To do |
Copy word for word the stretch of the Atom S3R assistant description below between "Atom S3R AI" and "the assistant pipeline.", inclusive.
*** Passage to read Section Begins ***
Atom S3R AI Assistant is a local-first voice assistant built around an M5Stack Atom S3R and the M5 Echo Pyramid audio base. The device acts as a small physical AI appliance: it listens through the microphone array, sends speech to a local backend, receives a generated spoken response, and plays it back through the built-in speaker.
What It Does Today
- The user starts speaking through the Atom S3R device.
- The device streams microphone audio to a backend over WebSocket.
- Whisper transcribes the audio to text.
- Node-RED routes the request through the assistant pipeline.
- Ollama runs a local Gemma model to generate a concise response.
- Kokoro converts the response text into speech.
- Node-RED streams the generated PCM audio back to the Atom.
- The Atom plays the response through the Echo Pyramid speaker.
Main Components
- Atom S3R Firmware: Wi-Fi, WebSocket audio streaming, playback, LEDs, touch input, display, and local configuration.
*** Passage to read Section Ends ***
*** Dataset extract Section Begins ***
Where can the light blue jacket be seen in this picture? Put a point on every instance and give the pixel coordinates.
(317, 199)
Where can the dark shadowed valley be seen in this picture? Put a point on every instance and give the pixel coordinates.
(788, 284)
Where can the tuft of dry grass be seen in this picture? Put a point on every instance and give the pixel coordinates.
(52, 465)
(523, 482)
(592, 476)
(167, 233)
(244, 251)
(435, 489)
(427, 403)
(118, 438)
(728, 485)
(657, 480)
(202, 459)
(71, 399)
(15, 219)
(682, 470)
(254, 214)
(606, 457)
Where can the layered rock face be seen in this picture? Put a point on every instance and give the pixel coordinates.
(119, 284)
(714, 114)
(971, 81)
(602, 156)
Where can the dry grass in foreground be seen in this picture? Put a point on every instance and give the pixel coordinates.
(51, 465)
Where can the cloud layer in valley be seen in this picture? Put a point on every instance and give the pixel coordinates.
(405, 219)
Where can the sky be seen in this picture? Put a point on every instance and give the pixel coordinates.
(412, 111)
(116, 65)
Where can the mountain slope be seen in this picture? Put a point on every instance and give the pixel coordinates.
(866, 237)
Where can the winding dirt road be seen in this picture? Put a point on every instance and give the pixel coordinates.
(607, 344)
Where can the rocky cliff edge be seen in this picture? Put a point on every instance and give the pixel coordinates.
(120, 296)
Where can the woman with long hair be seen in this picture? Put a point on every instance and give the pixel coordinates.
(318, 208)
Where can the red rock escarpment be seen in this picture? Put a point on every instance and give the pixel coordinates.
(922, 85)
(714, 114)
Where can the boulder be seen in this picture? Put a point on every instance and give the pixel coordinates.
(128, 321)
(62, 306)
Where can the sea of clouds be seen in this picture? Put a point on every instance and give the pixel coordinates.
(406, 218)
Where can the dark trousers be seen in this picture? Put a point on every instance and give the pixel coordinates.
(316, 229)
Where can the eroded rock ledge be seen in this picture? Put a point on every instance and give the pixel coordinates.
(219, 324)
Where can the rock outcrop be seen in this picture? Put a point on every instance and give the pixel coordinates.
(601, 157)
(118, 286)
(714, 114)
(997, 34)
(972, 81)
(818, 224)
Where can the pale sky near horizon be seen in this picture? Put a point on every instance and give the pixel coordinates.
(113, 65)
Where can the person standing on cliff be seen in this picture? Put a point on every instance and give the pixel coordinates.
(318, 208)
*** Dataset extract Section Ends ***
Your response |
Atom S3R AI Assistant is a local-first voice assistant built around an M5Stack Atom S3R and the M5 Echo Pyramid audio base. The device acts as a small physical AI appliance: it listens through the microphone array, sends speech to a local backend, receives a generated spoken response, and plays it back through the built-in speaker.
What It Does Today
- The user starts speaking through the Atom S3R device.
- The device streams microphone audio to a backend over WebSocket.
- Whisper transcribes the audio to text.
- Node-RED routes the request through the assistant pipeline.